**WHAT THIS TASK INVOLVES**
In the post below about TP-Link router firmware, which company gives TP-Link the ready-made SDK with the binary wireless driver?

**PROVIDED TEXT**
I want to share some thoughts regarding official support and why waiting for a "miracle firmware" that will fix everything is no longer worth it. Just the other day, I finally closed my six-month-old ticket with TP-Link engineers, and they basically admitted what we had already figured out.
Here are a few points so you don't waste your time waiting for nothing:
- TP-Link doesn't write the wireless driver. They receive a ready-made SDK from Qualcomm with a binary driver. TP-Link engineers physically cannot change the buffer management logic at the chip's microcode level, even if they really wanted to.
- The new 1.4.1 firmware is a workaround in favor of stability. They clearly updated the Qualcomm driver in this latest release. Judging by your tests, Qualcomm took the easiest path: instead of deep optimization, they simply capped the queue limits strictly to keep the router from crashing. Previously, I had to reboot the router regularly after heavy testing, but now it holds up like a rock under tons of traffic. In other words, they sacrificed peak speeds on the 320 MHz band just to keep the hardware from freezing.
- If the chip itself incorrectly handles the degradation of wireless queues when the buffer overflows at the microcode level, TP-Link is powerless. They can only report the bug to Qualcomm and wait for the next SDK release.
- QoS works differently now. They managed to make QoS play nice with Hardware NAT (I verified this personally, and support confirmed it). The fact that enabling QoS eliminates the bottleneck at the 10G/1G junction isn't magic—it's just software shaping that smooths out micro-queues before they overflow the shallow hardware buffers. And it’s great that you can now apply QoS selectively to a single device.
All in all, Qualcomm has delivered everything they were capable of over the past year. Your rollback to older firmware versions proves that this is a pure software regression on the chip manufacturer's side. TP-Link has squeezed the absolute maximum out of this platform, making it at least stable under load. Chasing a perfect speed balance beyond this point is just going to waste your nerves because TP-Link can't fix the driver, and Qualcomm doesn't care anymore.
On top of that, Wi-Fi 8 is going to be announced very soon, and it's highly likely that all the manufacturers' R&D resources have already been shifted to the new standard.

**LISTED RECORDS**
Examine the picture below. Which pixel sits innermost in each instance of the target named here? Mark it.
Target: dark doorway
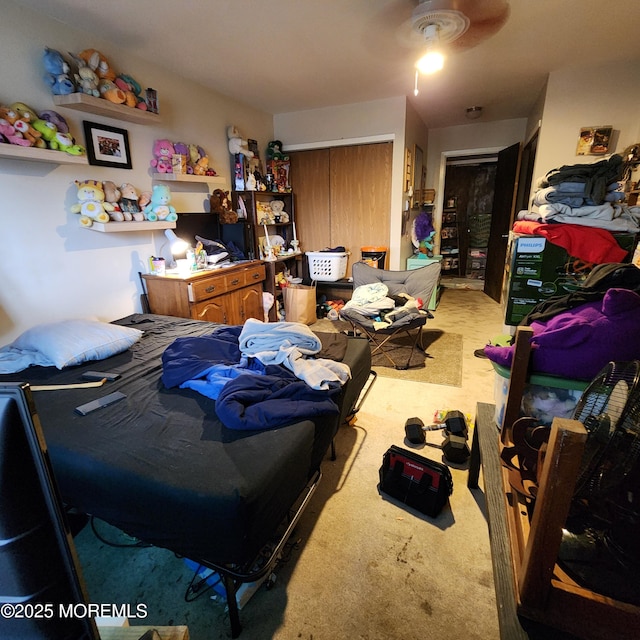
(506, 184)
(469, 183)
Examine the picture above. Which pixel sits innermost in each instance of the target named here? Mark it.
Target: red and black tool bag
(420, 483)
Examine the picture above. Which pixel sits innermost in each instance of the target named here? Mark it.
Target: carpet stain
(426, 607)
(403, 552)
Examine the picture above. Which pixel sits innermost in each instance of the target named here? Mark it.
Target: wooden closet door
(310, 184)
(343, 197)
(360, 197)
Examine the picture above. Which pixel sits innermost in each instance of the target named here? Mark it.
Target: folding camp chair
(416, 283)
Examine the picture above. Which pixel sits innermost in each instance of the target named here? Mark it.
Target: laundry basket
(327, 266)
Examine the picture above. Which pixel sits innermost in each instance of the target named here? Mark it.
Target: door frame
(444, 156)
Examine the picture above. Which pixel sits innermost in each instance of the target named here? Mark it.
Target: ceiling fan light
(473, 113)
(431, 62)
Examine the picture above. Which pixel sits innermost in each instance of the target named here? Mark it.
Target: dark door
(501, 219)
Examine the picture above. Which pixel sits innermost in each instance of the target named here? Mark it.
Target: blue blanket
(249, 395)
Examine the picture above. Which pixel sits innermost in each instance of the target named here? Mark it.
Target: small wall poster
(594, 141)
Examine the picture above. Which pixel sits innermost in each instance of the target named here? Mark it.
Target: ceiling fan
(434, 25)
(461, 24)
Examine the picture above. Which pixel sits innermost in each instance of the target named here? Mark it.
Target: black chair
(417, 283)
(40, 581)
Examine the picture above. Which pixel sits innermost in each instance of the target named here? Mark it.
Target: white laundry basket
(327, 266)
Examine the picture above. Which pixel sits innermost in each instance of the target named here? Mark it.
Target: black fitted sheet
(161, 466)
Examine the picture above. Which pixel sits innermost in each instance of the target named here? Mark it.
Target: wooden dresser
(229, 295)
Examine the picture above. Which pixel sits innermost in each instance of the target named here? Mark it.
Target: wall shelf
(120, 227)
(102, 107)
(187, 177)
(33, 154)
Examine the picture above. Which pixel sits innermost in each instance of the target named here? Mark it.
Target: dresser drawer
(247, 277)
(207, 288)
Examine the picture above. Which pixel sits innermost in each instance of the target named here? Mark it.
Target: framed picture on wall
(107, 146)
(594, 141)
(418, 159)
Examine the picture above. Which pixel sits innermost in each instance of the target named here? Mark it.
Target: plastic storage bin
(327, 266)
(544, 397)
(374, 256)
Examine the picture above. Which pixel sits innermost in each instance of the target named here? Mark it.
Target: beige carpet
(363, 567)
(439, 363)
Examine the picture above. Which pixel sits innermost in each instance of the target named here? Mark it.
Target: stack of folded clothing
(585, 194)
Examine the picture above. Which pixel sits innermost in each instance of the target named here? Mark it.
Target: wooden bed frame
(529, 583)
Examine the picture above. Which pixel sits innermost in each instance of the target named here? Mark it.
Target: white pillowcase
(70, 342)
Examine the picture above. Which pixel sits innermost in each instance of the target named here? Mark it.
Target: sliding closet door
(343, 197)
(360, 196)
(310, 183)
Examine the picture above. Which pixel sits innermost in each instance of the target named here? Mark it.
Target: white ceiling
(290, 55)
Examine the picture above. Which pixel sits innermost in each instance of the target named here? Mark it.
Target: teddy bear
(237, 144)
(7, 119)
(55, 118)
(162, 152)
(27, 115)
(99, 63)
(220, 204)
(23, 132)
(159, 207)
(201, 166)
(57, 73)
(109, 91)
(86, 77)
(91, 205)
(182, 149)
(278, 214)
(129, 202)
(144, 200)
(112, 195)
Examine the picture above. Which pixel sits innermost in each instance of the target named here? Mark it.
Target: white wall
(590, 96)
(354, 124)
(50, 268)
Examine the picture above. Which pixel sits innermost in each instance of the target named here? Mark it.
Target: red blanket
(590, 244)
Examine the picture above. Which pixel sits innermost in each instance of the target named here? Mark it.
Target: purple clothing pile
(579, 342)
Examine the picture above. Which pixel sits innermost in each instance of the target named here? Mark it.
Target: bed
(162, 467)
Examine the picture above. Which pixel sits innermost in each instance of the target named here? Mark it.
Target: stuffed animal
(277, 211)
(99, 63)
(7, 119)
(162, 152)
(112, 196)
(57, 73)
(109, 91)
(91, 205)
(274, 151)
(159, 207)
(144, 200)
(24, 133)
(129, 202)
(237, 144)
(132, 91)
(219, 203)
(182, 149)
(86, 78)
(55, 118)
(201, 167)
(57, 140)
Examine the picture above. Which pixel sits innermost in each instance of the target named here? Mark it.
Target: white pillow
(70, 342)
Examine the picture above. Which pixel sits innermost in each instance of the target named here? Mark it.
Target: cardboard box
(539, 269)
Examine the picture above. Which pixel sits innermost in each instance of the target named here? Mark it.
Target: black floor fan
(601, 542)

**EXERCISE ANSWER**
Qualcomm